§ WORK TO COMPLETE
Can you quote the lines below exactly, starting at the line with "Practice step: find the grandstand roof" and going through the last one?

§ RECORDS PROVIDED
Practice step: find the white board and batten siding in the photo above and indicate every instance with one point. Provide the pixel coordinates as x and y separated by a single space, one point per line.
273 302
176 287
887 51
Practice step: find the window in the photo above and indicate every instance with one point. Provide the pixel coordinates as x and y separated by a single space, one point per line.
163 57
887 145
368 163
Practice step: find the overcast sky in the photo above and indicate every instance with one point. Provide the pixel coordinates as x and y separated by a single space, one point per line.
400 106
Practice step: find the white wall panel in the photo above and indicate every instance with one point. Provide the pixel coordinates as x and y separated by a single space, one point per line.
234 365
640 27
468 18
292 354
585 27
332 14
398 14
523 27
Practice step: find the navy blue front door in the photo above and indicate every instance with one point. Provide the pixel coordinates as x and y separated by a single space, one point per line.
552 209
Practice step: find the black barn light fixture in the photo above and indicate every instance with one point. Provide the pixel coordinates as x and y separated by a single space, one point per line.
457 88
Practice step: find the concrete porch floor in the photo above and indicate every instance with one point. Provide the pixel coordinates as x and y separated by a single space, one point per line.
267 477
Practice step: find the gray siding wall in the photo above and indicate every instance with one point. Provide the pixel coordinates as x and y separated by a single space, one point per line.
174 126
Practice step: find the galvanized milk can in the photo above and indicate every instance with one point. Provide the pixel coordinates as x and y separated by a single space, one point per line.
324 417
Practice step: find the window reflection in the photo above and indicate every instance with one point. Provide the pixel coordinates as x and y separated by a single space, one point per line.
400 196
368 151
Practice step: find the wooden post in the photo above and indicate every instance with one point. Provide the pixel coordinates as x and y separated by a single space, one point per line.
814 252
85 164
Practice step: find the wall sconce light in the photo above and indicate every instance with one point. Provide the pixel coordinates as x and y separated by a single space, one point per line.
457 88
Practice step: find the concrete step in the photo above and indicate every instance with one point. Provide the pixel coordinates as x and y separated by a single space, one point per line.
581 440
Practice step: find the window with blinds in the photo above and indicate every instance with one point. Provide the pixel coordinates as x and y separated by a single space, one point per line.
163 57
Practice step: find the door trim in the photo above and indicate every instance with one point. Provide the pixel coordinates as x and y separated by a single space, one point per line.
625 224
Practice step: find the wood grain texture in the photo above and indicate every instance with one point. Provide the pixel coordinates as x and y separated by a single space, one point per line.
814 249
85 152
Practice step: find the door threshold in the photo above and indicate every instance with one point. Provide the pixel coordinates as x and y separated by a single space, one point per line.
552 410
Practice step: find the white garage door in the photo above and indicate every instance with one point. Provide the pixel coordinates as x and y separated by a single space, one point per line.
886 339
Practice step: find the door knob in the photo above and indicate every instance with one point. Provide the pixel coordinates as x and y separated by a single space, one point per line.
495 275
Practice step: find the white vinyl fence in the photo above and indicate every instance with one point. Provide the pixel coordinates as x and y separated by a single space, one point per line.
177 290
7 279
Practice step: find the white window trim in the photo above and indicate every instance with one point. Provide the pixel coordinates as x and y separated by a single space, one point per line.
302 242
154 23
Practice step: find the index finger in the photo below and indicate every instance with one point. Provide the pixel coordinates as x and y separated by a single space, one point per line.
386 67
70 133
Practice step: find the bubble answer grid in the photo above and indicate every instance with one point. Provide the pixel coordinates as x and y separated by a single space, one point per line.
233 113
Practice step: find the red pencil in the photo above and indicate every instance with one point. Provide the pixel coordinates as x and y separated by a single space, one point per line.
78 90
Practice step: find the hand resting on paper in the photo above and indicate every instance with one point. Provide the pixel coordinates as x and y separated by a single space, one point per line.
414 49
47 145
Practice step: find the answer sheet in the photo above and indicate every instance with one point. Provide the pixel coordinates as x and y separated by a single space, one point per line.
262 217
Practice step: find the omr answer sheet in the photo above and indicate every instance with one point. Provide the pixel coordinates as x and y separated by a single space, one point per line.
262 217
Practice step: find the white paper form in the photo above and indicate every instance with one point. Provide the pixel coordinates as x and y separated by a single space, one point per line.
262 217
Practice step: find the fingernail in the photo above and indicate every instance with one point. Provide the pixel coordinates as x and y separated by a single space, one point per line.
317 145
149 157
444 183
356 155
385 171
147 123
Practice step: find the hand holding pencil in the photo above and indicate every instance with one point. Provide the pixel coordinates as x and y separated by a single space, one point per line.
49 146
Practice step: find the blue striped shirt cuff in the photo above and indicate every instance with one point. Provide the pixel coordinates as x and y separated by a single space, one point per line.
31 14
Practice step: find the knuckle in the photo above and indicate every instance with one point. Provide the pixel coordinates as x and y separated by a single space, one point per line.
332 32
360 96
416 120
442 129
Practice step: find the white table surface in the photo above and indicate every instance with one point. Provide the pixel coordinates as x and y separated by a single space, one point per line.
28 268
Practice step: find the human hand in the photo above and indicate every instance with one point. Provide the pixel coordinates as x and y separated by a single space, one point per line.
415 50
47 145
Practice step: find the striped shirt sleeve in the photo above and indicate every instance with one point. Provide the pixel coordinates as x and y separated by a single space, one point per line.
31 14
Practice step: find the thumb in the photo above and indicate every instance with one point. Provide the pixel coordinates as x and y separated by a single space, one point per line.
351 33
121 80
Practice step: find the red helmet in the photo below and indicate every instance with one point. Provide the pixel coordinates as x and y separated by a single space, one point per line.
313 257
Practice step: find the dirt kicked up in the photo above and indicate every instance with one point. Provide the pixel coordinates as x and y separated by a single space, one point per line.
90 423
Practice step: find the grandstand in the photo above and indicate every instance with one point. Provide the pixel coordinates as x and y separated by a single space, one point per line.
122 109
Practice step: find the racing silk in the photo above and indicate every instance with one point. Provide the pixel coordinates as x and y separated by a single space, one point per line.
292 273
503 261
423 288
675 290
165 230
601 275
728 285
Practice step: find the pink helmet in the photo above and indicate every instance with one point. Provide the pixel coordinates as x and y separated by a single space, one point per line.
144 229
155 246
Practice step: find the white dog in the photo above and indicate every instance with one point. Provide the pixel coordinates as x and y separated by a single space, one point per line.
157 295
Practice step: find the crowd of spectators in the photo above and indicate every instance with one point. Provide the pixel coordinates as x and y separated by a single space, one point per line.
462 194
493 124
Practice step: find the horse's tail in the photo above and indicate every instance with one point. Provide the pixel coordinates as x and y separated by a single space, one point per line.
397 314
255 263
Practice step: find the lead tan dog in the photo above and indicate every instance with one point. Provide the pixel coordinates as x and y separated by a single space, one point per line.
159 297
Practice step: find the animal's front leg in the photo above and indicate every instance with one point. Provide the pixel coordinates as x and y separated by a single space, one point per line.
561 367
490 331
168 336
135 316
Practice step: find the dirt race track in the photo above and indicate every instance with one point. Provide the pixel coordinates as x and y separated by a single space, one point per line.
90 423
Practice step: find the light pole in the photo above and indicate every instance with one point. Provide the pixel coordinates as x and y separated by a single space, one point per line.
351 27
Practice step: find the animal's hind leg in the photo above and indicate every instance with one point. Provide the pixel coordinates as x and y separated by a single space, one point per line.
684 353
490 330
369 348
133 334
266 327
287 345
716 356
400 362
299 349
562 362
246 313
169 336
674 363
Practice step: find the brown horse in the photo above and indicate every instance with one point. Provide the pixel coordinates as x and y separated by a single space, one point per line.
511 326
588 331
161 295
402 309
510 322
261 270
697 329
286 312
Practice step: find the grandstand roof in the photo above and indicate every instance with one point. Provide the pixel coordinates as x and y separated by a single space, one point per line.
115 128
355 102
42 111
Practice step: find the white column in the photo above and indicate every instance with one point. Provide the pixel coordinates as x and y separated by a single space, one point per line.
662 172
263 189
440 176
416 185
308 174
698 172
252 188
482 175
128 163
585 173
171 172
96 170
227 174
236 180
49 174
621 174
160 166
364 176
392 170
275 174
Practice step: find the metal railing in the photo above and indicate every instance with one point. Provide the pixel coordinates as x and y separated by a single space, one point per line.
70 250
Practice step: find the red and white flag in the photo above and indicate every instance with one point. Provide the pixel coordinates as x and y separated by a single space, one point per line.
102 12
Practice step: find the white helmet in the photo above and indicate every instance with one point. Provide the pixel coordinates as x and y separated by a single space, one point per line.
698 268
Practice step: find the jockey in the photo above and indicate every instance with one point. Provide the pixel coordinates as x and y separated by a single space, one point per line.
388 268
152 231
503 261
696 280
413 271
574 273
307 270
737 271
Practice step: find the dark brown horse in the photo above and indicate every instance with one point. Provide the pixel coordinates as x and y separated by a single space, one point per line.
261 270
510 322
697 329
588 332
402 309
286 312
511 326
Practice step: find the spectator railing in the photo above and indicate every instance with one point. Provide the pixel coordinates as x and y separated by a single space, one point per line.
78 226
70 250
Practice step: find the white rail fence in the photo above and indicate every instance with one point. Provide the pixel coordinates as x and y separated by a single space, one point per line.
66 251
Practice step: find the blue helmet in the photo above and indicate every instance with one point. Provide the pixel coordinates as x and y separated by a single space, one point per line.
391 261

§ OUTPUT OF THE TASK
Practice step: find the grandstand roof in the photo above and indicate every instance with one point. Provide the pixel coordinates as x and y separated by a single space, one point per line.
115 128
355 102
42 111
Practice step: find the white column in the photo above and indicate every instance with one point. Provide the pixel coordinates as x and y separated by a single space, one point per line.
662 172
263 189
440 176
416 185
308 174
698 172
252 188
482 175
128 163
585 173
171 172
96 170
227 174
236 180
49 174
621 174
160 166
364 176
392 170
275 174
Practice step: find the metal railing in the photo above and indicate every instance with one point. Provide the pixel coordinates as x and y separated by a single space, one point per line.
70 250
Practice step: find the red and white flag in the photo above and indicate every instance with one point. Provide the pixel coordinates as x and y separated by a single space, one point per line.
102 12
Practice step: find the white helmet in the photo above and indicate every instance with one point. Provide the pixel coordinates as x and y separated by a single space, one point per line.
698 268
Practice step: find the jockey in the photo above and indicate every instance with one point. Provide the pixel coordinates as x and y separated by a single space, one point per line.
388 268
152 231
503 261
696 280
413 271
574 273
307 270
737 271
Practice step: find the dark brown horse in the photo above and indicate every instance with one point. Provide the pixel coordinates as x and y separated by a single space, one point per line.
261 270
510 322
697 329
588 332
402 309
286 312
511 326
Practice step: find the spectator railing in the photo above and indicate every instance with one point. Provide the pixel coordinates as x and y separated by a single space, one point per line.
78 226
70 250
Practice step: find the white rail fence in the photo above and indicate every instance with one point. Provide the pixel coordinates as x and y separated by a single space, one point per line.
66 251
Practice step: find the blue helmet in the photo above and indicate every instance with one point. Provide the pixel coordinates as x and y separated by a single space, one point per line.
391 261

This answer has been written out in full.